§ Given information:
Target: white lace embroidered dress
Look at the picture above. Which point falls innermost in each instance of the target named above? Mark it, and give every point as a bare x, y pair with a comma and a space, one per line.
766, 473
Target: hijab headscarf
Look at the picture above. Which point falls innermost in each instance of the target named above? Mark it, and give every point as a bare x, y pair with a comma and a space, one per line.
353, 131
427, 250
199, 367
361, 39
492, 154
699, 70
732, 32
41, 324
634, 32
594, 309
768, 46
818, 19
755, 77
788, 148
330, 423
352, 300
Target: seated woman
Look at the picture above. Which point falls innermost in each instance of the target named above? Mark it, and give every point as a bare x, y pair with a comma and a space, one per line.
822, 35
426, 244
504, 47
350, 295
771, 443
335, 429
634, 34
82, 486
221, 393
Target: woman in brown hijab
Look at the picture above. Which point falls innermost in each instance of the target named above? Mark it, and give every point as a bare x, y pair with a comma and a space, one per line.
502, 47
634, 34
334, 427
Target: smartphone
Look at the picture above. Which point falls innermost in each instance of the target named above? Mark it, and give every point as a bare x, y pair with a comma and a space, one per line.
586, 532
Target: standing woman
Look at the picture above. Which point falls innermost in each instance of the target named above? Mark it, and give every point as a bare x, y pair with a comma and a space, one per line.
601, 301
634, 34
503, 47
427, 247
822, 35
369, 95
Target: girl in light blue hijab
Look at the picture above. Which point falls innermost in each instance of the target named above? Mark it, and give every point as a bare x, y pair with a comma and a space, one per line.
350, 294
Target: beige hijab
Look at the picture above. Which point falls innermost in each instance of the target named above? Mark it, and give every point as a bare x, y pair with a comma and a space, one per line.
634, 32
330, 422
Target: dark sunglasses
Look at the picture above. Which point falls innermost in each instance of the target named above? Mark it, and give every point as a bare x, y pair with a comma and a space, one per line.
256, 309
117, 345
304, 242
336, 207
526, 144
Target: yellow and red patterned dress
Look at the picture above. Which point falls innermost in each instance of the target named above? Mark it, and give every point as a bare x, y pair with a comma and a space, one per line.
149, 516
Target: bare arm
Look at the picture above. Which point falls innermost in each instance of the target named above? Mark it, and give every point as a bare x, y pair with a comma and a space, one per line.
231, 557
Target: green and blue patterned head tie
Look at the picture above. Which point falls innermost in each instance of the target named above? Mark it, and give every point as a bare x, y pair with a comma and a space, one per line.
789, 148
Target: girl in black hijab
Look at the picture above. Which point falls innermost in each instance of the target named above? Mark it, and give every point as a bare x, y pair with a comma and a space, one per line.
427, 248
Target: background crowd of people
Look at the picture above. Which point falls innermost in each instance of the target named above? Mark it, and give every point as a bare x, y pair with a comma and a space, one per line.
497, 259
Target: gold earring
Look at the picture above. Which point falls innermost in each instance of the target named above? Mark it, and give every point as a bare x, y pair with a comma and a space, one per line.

§ Task brief:
Your answer should consist solely of the lines above from the line with "Target: beige hijab" to the line with "Target: dark sunglasses", both included, reproduced exactly.

§ Response to the task:
Target: beige hijab
Look at the picture above. Which point falls innermost in each instance of the target named above? Mark it, and give every point as a bare x, y pair with a comma and a space, one per line.
634, 32
330, 422
Target: dark sunglasses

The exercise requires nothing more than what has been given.